SET TASK -
Reproduce everything from the line containing "task: outline the white wall" down to the line containing "127 53 L 134", substituting "gray wall" for "white wall" and leaving all else unchanged.

MATERIAL FOR THIS TASK -
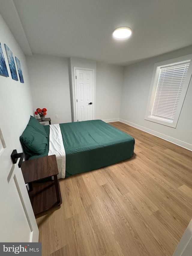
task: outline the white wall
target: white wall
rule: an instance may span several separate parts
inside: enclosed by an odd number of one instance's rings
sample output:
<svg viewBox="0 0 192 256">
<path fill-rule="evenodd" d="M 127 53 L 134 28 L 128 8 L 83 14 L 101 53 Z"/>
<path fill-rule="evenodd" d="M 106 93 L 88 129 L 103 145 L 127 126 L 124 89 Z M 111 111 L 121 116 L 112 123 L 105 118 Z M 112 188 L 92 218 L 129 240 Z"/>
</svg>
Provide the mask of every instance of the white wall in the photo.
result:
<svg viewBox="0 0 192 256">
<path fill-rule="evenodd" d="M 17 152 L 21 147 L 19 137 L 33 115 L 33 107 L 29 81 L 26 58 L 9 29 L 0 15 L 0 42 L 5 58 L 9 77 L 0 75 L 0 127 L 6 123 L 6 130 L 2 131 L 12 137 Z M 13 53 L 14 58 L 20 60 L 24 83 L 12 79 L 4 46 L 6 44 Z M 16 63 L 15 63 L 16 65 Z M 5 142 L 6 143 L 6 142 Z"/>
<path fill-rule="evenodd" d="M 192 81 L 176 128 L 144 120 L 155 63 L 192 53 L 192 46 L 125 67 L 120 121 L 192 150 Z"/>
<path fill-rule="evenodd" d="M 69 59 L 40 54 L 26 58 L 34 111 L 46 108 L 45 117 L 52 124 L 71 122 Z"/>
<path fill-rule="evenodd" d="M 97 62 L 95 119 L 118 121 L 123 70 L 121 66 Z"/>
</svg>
==
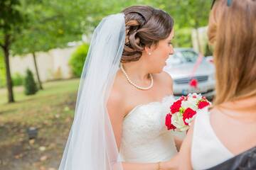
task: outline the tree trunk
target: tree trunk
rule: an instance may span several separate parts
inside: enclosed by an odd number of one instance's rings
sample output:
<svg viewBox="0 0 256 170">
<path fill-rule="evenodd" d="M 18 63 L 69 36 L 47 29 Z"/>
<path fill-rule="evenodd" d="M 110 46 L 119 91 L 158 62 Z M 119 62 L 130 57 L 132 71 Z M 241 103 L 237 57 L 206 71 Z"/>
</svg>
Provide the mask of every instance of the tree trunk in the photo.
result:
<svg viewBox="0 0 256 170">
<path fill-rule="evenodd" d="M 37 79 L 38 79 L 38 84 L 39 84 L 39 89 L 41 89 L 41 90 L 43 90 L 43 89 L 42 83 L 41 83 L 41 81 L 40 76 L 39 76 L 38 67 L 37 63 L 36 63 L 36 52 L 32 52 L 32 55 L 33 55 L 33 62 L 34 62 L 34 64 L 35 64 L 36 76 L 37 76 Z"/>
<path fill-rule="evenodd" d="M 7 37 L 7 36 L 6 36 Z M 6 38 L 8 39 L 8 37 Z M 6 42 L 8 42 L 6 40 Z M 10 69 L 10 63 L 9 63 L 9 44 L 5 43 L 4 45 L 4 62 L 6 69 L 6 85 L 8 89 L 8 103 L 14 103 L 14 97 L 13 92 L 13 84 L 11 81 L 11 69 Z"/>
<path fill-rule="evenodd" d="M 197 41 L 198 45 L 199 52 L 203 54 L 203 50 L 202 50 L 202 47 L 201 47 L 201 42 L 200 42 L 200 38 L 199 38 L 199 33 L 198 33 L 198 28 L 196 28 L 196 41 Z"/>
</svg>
==
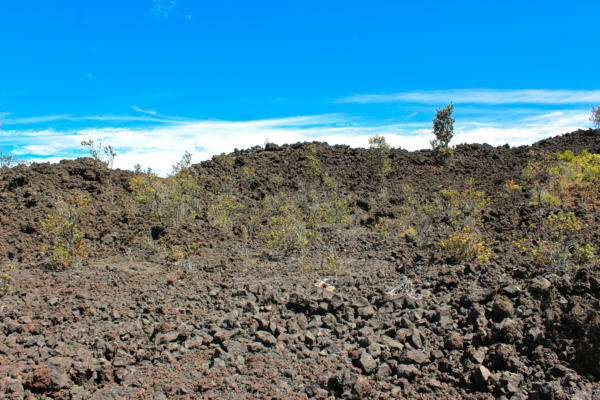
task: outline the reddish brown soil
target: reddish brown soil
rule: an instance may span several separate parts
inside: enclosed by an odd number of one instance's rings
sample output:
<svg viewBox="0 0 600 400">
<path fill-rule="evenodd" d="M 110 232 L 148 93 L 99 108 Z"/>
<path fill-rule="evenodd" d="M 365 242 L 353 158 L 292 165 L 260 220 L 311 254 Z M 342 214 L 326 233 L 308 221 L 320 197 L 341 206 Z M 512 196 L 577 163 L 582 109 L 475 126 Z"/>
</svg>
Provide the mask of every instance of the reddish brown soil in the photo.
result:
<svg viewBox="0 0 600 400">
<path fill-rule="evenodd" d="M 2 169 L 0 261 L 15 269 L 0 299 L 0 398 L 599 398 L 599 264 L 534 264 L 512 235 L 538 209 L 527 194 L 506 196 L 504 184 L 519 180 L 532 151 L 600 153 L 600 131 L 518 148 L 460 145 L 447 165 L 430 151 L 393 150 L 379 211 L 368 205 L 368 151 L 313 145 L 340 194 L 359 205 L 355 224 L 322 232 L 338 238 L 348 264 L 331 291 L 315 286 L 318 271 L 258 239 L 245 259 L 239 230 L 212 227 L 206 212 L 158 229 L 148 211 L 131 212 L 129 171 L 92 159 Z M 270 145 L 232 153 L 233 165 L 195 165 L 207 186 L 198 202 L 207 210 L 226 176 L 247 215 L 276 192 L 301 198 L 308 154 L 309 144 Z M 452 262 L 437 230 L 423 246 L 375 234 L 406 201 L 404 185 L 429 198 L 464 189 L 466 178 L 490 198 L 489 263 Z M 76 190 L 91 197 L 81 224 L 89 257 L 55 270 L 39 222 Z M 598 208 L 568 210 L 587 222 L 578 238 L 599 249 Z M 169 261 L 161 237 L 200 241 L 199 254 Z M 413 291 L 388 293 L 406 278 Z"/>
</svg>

TASK OUTPUT -
task: outline the gray wall
target: gray wall
rule: an instance may span several separate parts
inside: enclosed by an odd number of one instance's rings
sample output:
<svg viewBox="0 0 192 256">
<path fill-rule="evenodd" d="M 127 53 L 134 28 L 128 8 L 83 14 L 101 53 Z"/>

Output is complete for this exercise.